Copy every line from the one containing "Can you find the pink" through the last line of the records below, both included, and nothing else.

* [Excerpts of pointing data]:
* Start *

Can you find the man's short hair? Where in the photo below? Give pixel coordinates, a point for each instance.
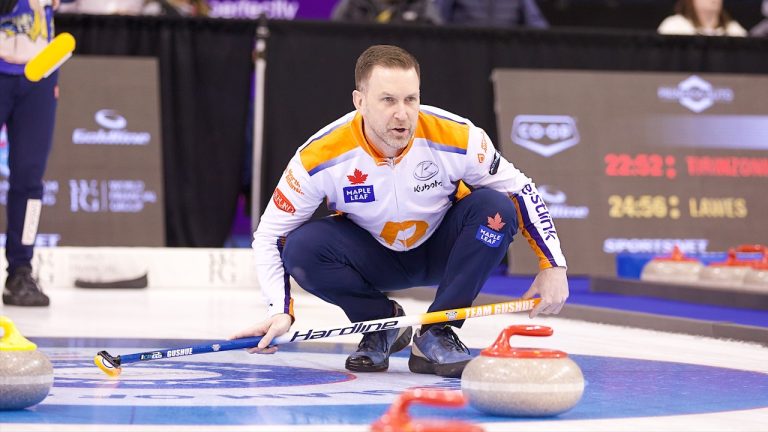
(388, 56)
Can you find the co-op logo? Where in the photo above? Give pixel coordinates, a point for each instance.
(546, 135)
(696, 94)
(111, 132)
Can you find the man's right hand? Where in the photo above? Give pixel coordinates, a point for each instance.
(270, 328)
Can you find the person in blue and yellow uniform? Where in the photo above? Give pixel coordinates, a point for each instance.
(423, 198)
(28, 110)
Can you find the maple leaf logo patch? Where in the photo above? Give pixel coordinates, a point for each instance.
(358, 177)
(495, 222)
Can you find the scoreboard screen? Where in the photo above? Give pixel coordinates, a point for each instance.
(638, 162)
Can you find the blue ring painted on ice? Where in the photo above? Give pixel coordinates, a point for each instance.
(217, 375)
(615, 388)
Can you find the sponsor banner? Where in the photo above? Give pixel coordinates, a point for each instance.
(103, 184)
(652, 159)
(272, 9)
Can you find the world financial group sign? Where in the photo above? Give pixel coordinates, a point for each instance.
(103, 184)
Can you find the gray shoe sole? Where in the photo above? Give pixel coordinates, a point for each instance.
(422, 365)
(361, 363)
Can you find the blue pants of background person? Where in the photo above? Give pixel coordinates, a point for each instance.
(28, 110)
(343, 264)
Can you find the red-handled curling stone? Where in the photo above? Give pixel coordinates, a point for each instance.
(522, 382)
(396, 419)
(673, 268)
(26, 375)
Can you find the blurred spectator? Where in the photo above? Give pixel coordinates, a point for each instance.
(701, 17)
(137, 7)
(761, 29)
(387, 11)
(493, 13)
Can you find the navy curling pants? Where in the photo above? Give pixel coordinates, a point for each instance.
(343, 264)
(28, 110)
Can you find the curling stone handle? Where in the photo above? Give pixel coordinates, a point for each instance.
(397, 418)
(755, 248)
(502, 342)
(13, 340)
(428, 397)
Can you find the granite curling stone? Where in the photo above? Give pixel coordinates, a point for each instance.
(522, 382)
(26, 375)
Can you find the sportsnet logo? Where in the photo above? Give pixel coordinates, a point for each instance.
(696, 94)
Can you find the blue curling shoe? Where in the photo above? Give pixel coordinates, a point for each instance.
(373, 352)
(438, 351)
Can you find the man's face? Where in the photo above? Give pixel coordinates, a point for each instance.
(389, 104)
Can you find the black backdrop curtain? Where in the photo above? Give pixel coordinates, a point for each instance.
(310, 69)
(205, 71)
(205, 81)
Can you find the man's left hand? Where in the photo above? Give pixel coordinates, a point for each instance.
(552, 286)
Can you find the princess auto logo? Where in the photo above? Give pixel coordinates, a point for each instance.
(696, 94)
(546, 135)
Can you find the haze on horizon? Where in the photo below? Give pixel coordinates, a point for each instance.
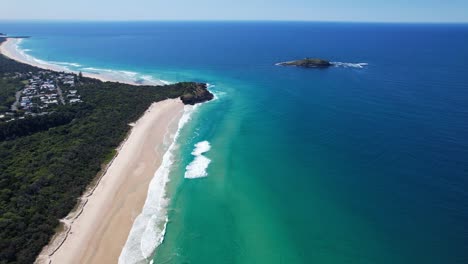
(451, 11)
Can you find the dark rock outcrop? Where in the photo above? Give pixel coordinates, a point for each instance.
(307, 63)
(196, 93)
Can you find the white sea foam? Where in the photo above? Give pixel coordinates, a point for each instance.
(105, 74)
(66, 63)
(197, 168)
(349, 65)
(149, 227)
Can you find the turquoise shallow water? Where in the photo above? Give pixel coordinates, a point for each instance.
(343, 165)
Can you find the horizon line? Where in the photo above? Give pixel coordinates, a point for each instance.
(228, 20)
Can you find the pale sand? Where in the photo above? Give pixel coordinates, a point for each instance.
(10, 49)
(100, 231)
(96, 231)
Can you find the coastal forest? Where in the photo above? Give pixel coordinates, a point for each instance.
(47, 161)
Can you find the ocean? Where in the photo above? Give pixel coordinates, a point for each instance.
(364, 162)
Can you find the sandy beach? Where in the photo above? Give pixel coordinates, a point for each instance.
(10, 49)
(97, 232)
(98, 228)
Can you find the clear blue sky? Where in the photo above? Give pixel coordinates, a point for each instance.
(313, 10)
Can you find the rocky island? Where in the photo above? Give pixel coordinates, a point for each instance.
(307, 63)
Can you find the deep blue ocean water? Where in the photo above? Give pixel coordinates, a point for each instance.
(338, 165)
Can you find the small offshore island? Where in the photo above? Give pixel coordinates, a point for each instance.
(307, 63)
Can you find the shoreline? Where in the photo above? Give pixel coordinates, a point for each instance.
(10, 49)
(97, 230)
(112, 217)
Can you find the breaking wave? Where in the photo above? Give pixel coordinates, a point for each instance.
(197, 168)
(149, 227)
(349, 65)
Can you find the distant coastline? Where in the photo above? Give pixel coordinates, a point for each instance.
(10, 48)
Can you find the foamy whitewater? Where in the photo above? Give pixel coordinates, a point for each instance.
(15, 50)
(349, 64)
(149, 227)
(197, 168)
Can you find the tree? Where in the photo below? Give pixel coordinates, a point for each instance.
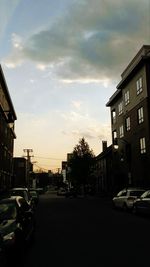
(80, 163)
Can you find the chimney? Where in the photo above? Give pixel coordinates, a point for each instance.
(104, 145)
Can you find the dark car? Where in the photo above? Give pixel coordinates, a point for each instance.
(35, 196)
(23, 192)
(142, 204)
(2, 252)
(71, 192)
(126, 197)
(17, 222)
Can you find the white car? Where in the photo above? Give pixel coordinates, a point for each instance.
(126, 197)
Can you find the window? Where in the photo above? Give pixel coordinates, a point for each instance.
(120, 108)
(121, 131)
(113, 116)
(142, 145)
(140, 115)
(127, 98)
(139, 87)
(128, 124)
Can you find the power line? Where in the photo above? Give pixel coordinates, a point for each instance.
(48, 158)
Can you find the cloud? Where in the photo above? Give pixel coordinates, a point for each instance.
(7, 8)
(94, 40)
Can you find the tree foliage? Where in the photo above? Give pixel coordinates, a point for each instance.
(80, 163)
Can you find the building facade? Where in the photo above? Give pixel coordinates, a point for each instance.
(7, 134)
(130, 122)
(19, 172)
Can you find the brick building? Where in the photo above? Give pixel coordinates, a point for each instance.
(7, 134)
(130, 122)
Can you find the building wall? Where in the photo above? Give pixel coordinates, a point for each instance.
(135, 163)
(7, 135)
(19, 172)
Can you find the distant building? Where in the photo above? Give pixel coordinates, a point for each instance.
(7, 134)
(130, 122)
(64, 170)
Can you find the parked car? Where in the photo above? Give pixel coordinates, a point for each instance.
(142, 204)
(61, 192)
(71, 192)
(126, 197)
(2, 252)
(17, 222)
(23, 192)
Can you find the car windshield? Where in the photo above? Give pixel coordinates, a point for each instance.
(136, 193)
(145, 195)
(7, 211)
(33, 193)
(17, 193)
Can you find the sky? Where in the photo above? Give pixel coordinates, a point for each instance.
(62, 61)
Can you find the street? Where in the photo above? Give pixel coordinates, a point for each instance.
(74, 232)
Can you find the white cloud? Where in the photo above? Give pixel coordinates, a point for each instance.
(92, 47)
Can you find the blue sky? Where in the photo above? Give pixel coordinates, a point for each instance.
(62, 60)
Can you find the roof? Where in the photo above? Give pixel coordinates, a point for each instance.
(138, 60)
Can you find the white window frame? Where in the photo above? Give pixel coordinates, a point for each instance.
(128, 124)
(114, 116)
(140, 115)
(139, 85)
(121, 131)
(120, 108)
(127, 98)
(142, 145)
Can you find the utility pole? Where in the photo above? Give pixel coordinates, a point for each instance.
(28, 156)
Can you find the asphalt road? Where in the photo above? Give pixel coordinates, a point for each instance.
(75, 232)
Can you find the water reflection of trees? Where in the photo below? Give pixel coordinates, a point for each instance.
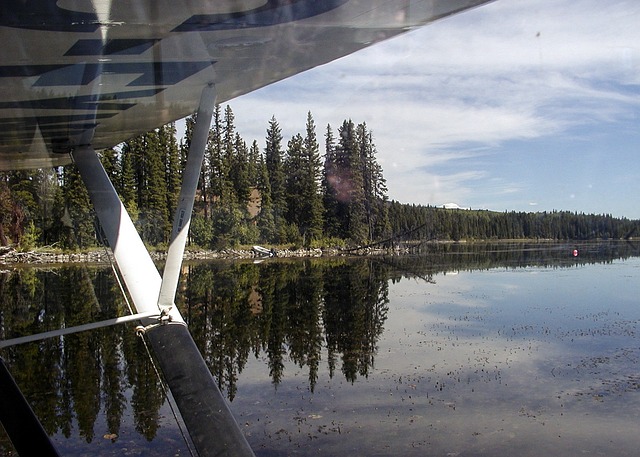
(69, 380)
(286, 310)
(313, 313)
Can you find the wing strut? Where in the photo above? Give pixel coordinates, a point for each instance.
(211, 425)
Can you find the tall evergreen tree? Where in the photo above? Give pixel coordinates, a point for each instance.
(172, 170)
(273, 161)
(330, 185)
(351, 183)
(76, 211)
(374, 185)
(294, 182)
(311, 195)
(265, 222)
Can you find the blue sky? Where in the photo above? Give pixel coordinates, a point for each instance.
(527, 105)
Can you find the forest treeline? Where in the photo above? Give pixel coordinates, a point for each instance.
(299, 192)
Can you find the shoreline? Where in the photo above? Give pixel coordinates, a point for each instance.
(10, 256)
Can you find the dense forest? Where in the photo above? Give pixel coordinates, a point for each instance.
(298, 193)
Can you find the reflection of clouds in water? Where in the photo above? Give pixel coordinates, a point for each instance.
(463, 368)
(528, 362)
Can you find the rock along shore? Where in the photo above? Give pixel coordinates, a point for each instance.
(9, 255)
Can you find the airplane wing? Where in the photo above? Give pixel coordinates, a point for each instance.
(74, 72)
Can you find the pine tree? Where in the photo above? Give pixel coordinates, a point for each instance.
(330, 184)
(265, 222)
(172, 170)
(351, 183)
(294, 184)
(76, 212)
(273, 161)
(311, 195)
(374, 185)
(127, 180)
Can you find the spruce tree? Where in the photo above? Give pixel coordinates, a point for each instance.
(330, 184)
(311, 196)
(172, 169)
(273, 161)
(352, 186)
(265, 222)
(294, 184)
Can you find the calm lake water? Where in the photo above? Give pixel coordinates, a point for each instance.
(463, 350)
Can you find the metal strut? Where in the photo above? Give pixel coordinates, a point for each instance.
(211, 425)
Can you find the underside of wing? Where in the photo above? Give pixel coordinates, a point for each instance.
(74, 72)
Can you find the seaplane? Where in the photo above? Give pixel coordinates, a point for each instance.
(79, 76)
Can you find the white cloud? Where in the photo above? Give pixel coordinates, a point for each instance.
(449, 93)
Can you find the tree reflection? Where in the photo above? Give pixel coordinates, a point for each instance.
(311, 313)
(286, 310)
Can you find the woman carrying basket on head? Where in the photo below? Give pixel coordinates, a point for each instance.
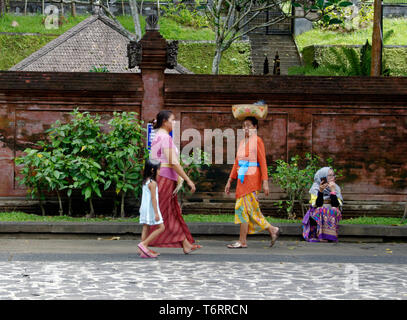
(250, 170)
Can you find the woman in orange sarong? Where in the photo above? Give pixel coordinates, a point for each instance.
(163, 149)
(250, 170)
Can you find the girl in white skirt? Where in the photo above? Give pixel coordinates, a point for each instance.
(150, 214)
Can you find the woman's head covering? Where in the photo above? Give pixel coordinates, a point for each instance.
(323, 172)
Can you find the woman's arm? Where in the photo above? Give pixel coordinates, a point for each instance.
(153, 187)
(173, 160)
(320, 200)
(261, 158)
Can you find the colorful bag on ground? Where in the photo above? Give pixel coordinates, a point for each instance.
(241, 111)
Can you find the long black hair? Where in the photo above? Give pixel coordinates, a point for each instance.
(162, 116)
(253, 120)
(150, 170)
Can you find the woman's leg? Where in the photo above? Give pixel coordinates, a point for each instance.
(144, 232)
(160, 229)
(244, 227)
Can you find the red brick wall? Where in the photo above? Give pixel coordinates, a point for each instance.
(360, 122)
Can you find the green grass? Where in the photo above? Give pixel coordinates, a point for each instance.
(197, 57)
(34, 24)
(319, 37)
(13, 49)
(169, 29)
(21, 216)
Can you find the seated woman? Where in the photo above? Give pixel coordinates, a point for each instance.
(321, 222)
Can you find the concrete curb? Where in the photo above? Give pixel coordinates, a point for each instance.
(196, 228)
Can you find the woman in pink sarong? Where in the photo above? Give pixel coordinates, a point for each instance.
(163, 149)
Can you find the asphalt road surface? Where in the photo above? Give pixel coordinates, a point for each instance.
(106, 269)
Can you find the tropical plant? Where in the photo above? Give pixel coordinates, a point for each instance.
(126, 153)
(294, 180)
(349, 62)
(31, 174)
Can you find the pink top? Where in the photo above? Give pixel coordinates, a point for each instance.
(163, 141)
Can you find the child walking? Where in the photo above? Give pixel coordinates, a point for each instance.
(150, 214)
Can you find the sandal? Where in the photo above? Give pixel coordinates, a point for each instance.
(274, 237)
(142, 255)
(145, 251)
(236, 245)
(154, 252)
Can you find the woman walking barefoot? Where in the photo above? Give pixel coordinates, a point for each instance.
(163, 149)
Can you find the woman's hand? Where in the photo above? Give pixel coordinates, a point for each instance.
(323, 186)
(332, 186)
(191, 185)
(227, 187)
(266, 187)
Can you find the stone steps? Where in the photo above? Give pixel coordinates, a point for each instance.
(270, 44)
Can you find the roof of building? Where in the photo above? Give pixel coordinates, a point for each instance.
(97, 41)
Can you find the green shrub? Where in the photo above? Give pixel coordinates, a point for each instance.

* End *

* [RESPONSE]:
Can you find the pink top? Where in the photo above? Give pixel coordinates, a point for each instance.
(163, 141)
Can you find the child walking? Where in the photo above? Give pixel coordinates, a point for each instance.
(150, 214)
Can you find the sandal? Where in the photo above? Give pixel coordinates, a point for each instance.
(274, 237)
(142, 255)
(145, 251)
(236, 245)
(154, 252)
Can you find the woman walking barefoot? Where in the photo above? Give pixel coordinates, a point for each instance.
(163, 149)
Can you find the woman's hand? Where in the photo above? Give pixel coordinates, a point for each instance.
(323, 186)
(332, 186)
(191, 185)
(227, 187)
(266, 187)
Can you find the stone steps? Where in the photo above? Give pixel coordinates, a point for each instance.
(270, 44)
Can you find the roof of building? Where in the photo above? Give pixel coordinates, a point for each instance.
(97, 41)
Can you find the green shrub? Where in the photo above? Give pixel coordinates, a point for each instance.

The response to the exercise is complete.